[Brief]: Reproduce the lines of the items verbatim, starting at the line that contains "Target: person's arm" and ending with the last line of the items, both ends included.

[Data in this exercise]:
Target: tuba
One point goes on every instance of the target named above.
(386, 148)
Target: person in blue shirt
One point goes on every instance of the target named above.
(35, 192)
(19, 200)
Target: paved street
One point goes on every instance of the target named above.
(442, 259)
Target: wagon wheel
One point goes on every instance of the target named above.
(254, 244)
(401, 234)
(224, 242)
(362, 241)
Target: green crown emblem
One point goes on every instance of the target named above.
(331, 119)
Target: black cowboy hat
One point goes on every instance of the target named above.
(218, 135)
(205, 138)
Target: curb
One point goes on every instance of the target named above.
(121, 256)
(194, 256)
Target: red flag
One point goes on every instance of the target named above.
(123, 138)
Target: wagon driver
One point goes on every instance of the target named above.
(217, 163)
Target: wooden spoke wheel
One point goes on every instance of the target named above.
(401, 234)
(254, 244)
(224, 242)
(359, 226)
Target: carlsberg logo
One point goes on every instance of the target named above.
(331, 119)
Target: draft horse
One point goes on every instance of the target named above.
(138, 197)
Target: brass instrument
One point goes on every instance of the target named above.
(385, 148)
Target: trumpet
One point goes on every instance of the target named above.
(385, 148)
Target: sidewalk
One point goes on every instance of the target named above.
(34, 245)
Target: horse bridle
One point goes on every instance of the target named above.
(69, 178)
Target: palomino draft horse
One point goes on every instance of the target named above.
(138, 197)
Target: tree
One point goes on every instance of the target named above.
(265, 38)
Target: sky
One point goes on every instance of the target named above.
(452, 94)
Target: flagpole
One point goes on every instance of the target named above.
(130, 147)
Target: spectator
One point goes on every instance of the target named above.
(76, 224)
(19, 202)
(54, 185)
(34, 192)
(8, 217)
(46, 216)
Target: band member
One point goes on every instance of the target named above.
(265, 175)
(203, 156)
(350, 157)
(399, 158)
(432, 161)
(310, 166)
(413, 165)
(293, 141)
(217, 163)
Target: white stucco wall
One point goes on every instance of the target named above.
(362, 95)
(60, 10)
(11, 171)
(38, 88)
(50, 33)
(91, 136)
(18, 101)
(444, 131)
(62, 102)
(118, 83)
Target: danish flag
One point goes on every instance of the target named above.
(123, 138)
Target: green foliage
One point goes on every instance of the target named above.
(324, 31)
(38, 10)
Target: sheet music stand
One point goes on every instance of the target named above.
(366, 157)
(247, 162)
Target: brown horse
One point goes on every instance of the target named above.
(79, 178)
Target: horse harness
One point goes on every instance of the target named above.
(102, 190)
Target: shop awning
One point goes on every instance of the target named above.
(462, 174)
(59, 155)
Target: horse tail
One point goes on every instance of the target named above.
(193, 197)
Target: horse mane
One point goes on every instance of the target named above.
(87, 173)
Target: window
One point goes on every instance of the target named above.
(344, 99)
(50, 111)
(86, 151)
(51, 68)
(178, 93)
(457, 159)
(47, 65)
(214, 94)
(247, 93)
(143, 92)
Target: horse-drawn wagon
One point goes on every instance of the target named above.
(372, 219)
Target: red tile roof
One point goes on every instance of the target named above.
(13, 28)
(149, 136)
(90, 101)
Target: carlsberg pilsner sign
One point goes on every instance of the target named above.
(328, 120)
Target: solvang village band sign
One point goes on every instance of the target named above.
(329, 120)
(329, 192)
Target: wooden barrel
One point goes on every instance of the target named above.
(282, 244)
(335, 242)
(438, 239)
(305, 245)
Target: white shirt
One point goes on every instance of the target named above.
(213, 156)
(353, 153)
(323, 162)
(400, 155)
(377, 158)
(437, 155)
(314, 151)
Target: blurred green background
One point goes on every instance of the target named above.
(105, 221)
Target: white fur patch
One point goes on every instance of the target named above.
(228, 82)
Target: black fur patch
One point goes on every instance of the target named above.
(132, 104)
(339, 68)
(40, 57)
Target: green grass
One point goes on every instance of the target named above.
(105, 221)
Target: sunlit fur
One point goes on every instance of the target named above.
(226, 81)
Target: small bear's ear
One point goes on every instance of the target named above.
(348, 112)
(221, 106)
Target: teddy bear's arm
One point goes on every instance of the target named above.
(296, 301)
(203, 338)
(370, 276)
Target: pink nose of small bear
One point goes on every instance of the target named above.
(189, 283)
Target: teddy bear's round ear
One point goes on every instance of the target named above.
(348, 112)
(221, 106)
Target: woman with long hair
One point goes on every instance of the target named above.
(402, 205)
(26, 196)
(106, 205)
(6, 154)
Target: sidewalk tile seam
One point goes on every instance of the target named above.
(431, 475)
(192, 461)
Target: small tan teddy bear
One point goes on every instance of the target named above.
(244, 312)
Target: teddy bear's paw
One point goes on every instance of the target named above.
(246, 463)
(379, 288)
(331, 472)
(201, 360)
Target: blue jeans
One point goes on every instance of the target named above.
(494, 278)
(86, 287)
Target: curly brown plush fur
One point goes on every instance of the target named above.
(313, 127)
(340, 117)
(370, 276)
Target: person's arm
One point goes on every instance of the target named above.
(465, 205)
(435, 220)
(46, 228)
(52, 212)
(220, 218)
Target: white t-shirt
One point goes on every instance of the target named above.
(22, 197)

[Output below]:
Target: person's arm
One point goes on every instance of the target named above.
(465, 205)
(435, 220)
(46, 228)
(52, 212)
(220, 218)
Target: white t-shirt
One point goes on every instance of the target named above.
(22, 197)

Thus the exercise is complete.